-------- Extracted material --------
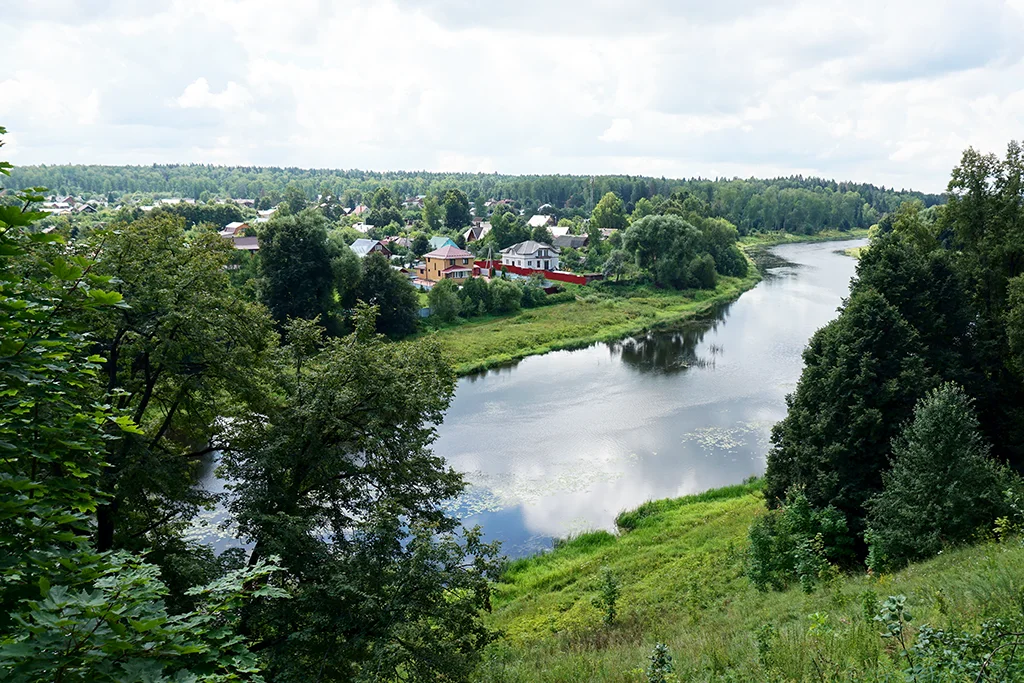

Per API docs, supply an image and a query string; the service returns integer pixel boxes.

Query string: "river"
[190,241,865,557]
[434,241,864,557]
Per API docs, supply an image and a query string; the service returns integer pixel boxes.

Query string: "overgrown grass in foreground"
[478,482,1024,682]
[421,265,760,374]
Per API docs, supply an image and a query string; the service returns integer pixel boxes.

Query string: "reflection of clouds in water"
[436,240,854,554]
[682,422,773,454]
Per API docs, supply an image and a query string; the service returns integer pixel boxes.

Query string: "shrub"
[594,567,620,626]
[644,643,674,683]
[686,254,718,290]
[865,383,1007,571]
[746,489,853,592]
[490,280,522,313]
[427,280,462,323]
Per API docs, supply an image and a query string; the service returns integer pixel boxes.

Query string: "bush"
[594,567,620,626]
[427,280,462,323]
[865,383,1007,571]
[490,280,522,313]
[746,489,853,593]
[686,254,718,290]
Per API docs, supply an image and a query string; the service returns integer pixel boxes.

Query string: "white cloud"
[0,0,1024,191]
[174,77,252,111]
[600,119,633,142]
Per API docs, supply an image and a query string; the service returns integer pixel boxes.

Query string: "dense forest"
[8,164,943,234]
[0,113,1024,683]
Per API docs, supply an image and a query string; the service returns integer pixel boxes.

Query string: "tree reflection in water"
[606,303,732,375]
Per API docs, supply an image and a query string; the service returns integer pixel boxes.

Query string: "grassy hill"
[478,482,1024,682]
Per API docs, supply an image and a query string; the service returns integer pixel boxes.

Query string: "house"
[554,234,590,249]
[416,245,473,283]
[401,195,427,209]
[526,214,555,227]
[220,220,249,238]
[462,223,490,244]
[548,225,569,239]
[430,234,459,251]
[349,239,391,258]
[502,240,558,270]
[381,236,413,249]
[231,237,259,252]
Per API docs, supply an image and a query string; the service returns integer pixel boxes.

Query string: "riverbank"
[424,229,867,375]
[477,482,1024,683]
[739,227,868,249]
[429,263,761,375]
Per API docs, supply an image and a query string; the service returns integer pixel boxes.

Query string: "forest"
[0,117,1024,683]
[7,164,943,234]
--------
To be done: From the listing above, pick out each line containing the word "water", treating uppercase and lowercase as different.

Answer to this task:
Query string: "reflection of clouds in water"
Query string: "tree reflection in water"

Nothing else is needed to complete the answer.